Start of Extracted entries

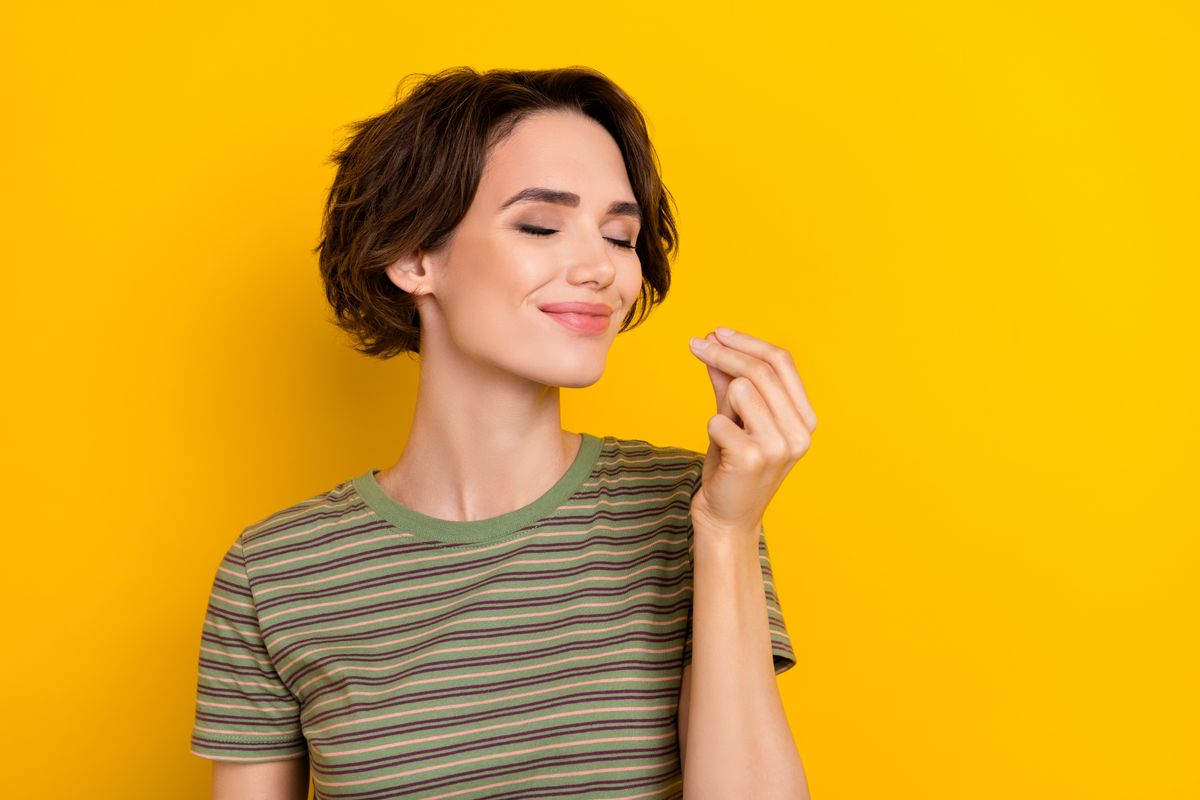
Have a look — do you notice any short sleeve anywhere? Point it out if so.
[191,536,307,762]
[683,529,796,675]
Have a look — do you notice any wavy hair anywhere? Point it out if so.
[313,66,679,359]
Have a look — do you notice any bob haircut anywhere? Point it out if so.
[313,66,678,359]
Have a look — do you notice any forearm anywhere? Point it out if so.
[684,529,809,800]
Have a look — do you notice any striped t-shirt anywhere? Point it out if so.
[191,433,796,800]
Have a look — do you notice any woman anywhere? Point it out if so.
[192,68,816,800]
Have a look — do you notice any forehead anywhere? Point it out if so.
[479,110,632,204]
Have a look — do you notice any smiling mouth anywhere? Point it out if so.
[541,311,612,333]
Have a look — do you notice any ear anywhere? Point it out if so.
[386,249,433,295]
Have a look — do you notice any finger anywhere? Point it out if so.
[691,335,742,425]
[708,414,750,471]
[697,333,809,451]
[726,375,788,461]
[716,327,817,433]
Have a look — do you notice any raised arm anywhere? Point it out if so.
[212,756,308,800]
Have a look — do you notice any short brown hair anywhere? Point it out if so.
[313,66,678,359]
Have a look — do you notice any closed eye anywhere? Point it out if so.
[517,225,637,249]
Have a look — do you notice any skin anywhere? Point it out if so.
[212,106,642,800]
[378,112,642,521]
[214,110,816,800]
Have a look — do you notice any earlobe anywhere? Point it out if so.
[385,251,428,295]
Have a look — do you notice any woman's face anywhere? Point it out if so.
[389,110,642,386]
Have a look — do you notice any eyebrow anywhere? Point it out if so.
[500,186,642,222]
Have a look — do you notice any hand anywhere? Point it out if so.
[691,327,817,537]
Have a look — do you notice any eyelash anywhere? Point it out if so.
[517,225,637,249]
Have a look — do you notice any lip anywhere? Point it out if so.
[542,308,612,333]
[538,300,612,317]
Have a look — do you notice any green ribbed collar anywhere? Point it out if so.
[352,432,607,543]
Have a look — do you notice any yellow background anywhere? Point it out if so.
[0,0,1200,800]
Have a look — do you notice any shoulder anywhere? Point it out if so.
[239,479,370,560]
[606,435,704,482]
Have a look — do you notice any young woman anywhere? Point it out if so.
[191,67,816,800]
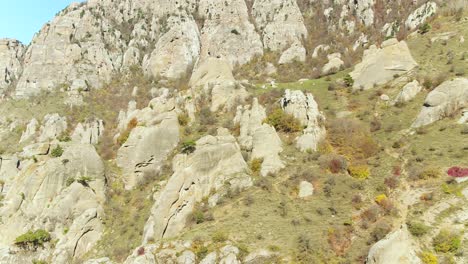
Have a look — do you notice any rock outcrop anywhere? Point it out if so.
[71,120,104,145]
[412,78,468,128]
[143,129,252,243]
[322,53,344,74]
[281,90,326,151]
[252,0,307,53]
[405,2,437,30]
[234,98,284,176]
[116,90,179,189]
[0,144,105,264]
[190,58,248,112]
[394,80,422,104]
[366,226,422,264]
[350,39,418,90]
[0,39,25,95]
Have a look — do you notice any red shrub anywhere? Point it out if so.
[447,167,468,178]
[137,247,145,256]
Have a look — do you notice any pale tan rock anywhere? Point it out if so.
[350,39,418,90]
[411,78,468,128]
[366,225,421,264]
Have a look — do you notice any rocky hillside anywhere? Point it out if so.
[0,0,468,264]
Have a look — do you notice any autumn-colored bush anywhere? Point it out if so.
[265,108,302,133]
[348,165,370,180]
[447,167,468,178]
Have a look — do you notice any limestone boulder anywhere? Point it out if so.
[198,0,263,67]
[298,181,314,198]
[405,2,437,30]
[143,16,200,79]
[71,120,104,145]
[0,39,25,95]
[190,58,248,112]
[19,118,39,143]
[37,114,67,142]
[412,78,468,128]
[280,90,326,151]
[0,143,105,264]
[350,39,418,90]
[143,129,252,243]
[366,226,422,264]
[234,98,285,176]
[278,43,307,64]
[394,80,422,104]
[116,90,179,189]
[322,53,344,74]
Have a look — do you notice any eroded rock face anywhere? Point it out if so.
[143,15,200,79]
[281,90,326,151]
[190,58,248,112]
[0,39,25,95]
[116,90,179,189]
[0,144,105,263]
[412,78,468,128]
[405,2,437,30]
[322,53,344,74]
[394,80,422,104]
[143,129,252,243]
[366,226,421,264]
[350,39,418,89]
[234,98,284,176]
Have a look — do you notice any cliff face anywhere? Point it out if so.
[0,0,436,97]
[0,0,468,264]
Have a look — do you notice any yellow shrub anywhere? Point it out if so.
[348,165,370,180]
[375,194,387,204]
[419,252,439,264]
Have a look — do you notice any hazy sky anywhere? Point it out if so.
[0,0,83,44]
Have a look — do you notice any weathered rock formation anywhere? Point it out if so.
[143,129,252,243]
[394,80,422,104]
[281,90,326,151]
[412,78,468,128]
[0,39,24,95]
[234,98,284,176]
[350,39,418,89]
[0,144,105,263]
[116,90,179,189]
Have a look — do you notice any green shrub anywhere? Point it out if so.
[407,222,429,237]
[419,251,439,264]
[50,145,63,158]
[343,74,354,87]
[432,229,461,253]
[265,108,302,133]
[15,229,51,250]
[182,140,197,154]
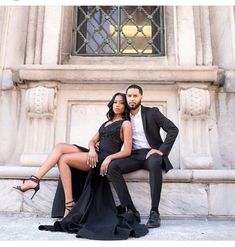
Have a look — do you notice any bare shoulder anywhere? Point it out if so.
[122,120,131,128]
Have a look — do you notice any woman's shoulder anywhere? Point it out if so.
[122,119,131,127]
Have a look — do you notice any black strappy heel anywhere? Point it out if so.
[13,175,40,200]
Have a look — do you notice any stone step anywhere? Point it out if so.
[0,166,235,217]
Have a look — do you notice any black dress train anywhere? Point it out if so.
[39,120,148,240]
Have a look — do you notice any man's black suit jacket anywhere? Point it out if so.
[141,105,179,172]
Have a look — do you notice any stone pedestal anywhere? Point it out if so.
[20,86,56,166]
[180,88,212,169]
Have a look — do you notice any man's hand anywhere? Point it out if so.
[145,148,163,159]
[87,150,98,168]
[100,156,111,176]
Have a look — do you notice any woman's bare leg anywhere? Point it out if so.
[58,152,90,217]
[17,143,81,191]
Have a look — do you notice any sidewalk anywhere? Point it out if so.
[0,213,235,241]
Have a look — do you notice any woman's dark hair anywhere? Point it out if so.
[126,84,143,95]
[106,92,130,120]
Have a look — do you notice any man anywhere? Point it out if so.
[104,85,178,228]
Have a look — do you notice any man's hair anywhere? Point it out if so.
[126,84,143,95]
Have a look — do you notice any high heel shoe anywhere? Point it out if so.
[63,200,75,218]
[13,175,40,200]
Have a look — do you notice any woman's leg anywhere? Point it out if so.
[17,143,82,191]
[58,152,90,217]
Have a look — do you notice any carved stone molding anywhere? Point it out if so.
[180,88,212,169]
[20,86,56,166]
[180,88,210,119]
[26,86,55,118]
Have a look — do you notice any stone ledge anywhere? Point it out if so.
[13,64,221,84]
[0,166,235,183]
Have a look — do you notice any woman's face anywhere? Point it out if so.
[113,95,125,115]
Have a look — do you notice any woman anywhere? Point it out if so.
[13,93,148,240]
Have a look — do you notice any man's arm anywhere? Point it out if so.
[152,108,179,155]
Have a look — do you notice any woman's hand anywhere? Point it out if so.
[87,150,98,168]
[100,156,112,176]
[145,148,163,159]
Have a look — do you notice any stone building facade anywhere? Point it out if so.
[0,6,235,217]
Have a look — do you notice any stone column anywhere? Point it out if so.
[41,6,62,64]
[176,6,196,65]
[193,6,212,65]
[179,87,212,169]
[25,6,45,64]
[20,86,56,166]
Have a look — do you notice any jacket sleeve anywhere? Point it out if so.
[153,108,179,155]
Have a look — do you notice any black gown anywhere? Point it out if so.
[39,120,148,240]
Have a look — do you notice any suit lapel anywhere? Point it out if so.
[141,105,147,134]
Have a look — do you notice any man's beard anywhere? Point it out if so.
[128,100,141,110]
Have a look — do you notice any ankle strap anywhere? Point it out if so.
[29,175,40,184]
[65,200,74,205]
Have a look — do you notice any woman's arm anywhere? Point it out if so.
[100,121,132,176]
[87,132,100,168]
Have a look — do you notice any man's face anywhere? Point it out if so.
[126,88,142,110]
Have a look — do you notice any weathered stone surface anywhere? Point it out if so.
[209,184,235,216]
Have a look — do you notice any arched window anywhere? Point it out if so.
[73,6,165,56]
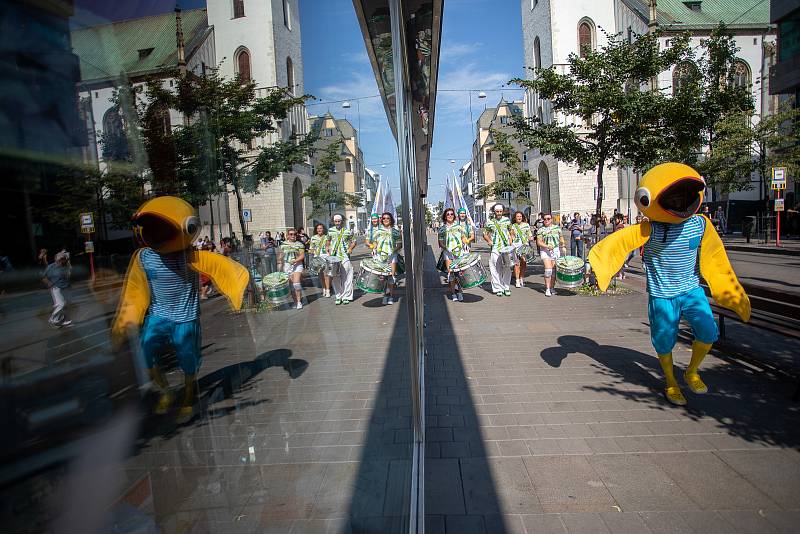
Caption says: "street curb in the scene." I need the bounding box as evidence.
[725,245,800,256]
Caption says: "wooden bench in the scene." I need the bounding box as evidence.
[703,284,800,400]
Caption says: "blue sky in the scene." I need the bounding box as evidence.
[76,0,524,202]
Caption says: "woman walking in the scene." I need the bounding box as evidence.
[439,208,467,302]
[511,211,533,287]
[279,228,305,310]
[308,223,331,298]
[483,203,514,297]
[373,212,403,304]
[536,213,566,297]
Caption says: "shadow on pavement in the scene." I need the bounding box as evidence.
[541,336,800,447]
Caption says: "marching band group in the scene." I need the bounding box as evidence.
[278,203,566,309]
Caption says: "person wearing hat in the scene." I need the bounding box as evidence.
[328,213,356,304]
[364,213,381,256]
[456,208,475,252]
[483,202,515,297]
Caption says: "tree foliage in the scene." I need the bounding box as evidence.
[512,28,689,221]
[476,129,535,204]
[303,140,363,220]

End of Extracted entries

Replace "arched window" with "round window" in everything from the line containing "Have a look — do you notice any man's face" down to the line containing "[73,6,165,56]", leaving all else unchanged. Give those lines again and nothing more.

▸ **Problem solution**:
Have a look — do you notice any man's face anywhere? Point it out if so.
[126,88,142,110]
Have a look — do you notice any weathered stone surface anywhere? Point it out if so.
[209,184,235,216]
Have a look — do you notice any round window anywhere? Point it out if so.
[73,6,165,56]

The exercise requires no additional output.